■ **Work item**
From the records below, give the number of lines that contain the string "lake", without any other text.

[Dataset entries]
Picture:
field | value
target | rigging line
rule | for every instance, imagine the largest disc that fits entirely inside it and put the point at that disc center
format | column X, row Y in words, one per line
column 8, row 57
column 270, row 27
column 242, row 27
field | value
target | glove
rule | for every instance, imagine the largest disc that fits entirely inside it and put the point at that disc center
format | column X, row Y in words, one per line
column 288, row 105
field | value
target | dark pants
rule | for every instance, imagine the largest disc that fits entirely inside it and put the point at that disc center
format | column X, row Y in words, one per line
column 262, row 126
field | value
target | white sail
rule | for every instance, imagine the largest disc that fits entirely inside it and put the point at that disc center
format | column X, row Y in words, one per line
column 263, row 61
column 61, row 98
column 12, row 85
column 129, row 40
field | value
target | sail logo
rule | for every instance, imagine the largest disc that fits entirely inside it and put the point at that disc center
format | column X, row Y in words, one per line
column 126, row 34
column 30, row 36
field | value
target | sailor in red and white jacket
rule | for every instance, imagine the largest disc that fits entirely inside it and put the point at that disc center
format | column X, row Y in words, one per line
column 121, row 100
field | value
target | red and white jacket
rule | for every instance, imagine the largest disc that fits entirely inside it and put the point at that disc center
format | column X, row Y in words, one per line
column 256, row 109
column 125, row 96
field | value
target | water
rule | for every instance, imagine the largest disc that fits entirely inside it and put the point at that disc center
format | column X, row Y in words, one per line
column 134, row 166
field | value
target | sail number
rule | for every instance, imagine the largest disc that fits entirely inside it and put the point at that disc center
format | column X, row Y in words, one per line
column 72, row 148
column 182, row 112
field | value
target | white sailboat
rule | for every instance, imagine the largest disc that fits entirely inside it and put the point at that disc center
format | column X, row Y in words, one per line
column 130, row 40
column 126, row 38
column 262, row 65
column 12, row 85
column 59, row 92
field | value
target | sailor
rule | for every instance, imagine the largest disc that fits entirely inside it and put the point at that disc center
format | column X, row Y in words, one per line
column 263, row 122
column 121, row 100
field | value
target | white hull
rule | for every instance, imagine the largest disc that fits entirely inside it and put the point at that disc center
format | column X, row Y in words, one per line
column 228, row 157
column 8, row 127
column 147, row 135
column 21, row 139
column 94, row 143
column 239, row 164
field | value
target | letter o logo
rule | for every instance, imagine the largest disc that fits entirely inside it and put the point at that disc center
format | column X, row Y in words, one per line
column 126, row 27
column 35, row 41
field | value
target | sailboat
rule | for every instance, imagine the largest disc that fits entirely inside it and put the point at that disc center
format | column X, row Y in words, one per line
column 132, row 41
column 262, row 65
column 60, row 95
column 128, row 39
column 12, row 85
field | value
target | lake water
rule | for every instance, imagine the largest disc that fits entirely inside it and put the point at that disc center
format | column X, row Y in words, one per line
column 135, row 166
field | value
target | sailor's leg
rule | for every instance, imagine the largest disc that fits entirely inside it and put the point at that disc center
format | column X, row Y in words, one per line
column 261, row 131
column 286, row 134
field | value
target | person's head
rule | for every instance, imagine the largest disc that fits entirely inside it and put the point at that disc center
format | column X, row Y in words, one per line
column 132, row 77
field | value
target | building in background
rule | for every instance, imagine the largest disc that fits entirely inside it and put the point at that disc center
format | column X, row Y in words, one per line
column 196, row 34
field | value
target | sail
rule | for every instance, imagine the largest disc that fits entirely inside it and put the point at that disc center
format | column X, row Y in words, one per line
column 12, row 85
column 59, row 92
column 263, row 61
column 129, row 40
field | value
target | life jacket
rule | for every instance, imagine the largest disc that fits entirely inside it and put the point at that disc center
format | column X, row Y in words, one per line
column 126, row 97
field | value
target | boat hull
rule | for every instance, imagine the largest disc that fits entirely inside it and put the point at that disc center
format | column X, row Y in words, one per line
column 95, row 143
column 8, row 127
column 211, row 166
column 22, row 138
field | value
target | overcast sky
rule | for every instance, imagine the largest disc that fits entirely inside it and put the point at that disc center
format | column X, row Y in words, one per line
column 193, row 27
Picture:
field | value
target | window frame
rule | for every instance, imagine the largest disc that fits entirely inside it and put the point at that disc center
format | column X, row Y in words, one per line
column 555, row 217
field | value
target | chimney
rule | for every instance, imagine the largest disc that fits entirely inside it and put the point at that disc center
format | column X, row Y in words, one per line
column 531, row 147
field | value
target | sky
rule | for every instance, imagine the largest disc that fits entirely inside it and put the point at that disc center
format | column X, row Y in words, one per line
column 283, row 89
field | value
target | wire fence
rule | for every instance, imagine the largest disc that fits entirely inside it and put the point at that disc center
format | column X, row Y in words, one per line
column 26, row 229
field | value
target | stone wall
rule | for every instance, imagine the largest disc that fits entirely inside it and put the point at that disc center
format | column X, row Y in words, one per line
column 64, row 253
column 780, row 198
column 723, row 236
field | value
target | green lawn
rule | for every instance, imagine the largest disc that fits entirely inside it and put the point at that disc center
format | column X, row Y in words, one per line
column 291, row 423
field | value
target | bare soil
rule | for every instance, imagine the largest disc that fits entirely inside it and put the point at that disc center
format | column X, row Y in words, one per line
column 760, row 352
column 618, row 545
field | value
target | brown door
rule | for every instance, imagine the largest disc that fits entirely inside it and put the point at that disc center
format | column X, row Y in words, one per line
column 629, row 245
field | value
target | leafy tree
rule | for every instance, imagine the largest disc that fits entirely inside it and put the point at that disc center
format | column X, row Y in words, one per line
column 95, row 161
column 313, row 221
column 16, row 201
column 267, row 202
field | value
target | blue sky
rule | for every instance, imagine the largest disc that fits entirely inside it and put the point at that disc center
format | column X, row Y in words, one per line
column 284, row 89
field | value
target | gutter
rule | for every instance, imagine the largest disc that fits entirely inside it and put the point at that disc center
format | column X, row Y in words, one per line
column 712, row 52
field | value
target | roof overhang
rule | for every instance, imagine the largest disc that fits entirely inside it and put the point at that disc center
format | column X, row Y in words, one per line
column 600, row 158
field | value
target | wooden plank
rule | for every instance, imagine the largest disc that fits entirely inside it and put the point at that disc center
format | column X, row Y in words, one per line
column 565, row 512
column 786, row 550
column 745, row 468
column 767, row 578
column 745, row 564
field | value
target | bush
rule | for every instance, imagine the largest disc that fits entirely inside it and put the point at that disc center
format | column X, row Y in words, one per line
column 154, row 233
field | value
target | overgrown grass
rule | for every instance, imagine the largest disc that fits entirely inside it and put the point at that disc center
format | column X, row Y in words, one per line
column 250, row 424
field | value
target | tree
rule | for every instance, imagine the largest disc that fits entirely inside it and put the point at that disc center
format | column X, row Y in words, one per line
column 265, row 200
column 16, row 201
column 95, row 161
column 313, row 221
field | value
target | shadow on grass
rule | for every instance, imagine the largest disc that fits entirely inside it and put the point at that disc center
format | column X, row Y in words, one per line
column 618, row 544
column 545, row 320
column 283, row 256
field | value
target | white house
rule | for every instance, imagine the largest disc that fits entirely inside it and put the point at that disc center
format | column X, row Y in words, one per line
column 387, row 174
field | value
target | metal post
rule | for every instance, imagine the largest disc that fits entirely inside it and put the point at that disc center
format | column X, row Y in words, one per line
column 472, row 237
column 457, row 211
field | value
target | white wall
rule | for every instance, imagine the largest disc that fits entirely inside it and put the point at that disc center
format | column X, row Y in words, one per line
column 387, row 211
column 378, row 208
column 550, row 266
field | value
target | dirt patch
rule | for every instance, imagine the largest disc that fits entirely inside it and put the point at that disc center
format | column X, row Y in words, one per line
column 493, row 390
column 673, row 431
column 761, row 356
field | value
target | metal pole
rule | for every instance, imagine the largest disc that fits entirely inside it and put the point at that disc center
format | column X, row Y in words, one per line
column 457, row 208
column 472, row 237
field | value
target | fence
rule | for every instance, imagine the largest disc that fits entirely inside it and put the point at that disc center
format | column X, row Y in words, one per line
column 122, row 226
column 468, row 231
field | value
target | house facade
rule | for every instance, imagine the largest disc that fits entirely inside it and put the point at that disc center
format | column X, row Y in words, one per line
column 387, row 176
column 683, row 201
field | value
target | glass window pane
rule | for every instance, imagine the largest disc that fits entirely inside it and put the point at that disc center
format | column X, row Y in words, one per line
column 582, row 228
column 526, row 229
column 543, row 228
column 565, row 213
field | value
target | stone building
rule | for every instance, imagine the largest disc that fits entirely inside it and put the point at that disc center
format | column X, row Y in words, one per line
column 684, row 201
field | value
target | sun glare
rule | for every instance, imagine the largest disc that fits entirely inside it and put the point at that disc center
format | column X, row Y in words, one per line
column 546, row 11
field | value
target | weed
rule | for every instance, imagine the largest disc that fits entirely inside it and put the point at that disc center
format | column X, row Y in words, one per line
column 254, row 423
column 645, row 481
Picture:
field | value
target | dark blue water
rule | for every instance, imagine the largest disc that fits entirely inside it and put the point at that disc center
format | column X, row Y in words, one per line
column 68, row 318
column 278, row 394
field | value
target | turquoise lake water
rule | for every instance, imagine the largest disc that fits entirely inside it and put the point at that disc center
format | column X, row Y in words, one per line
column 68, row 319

■ **Exercise output**
2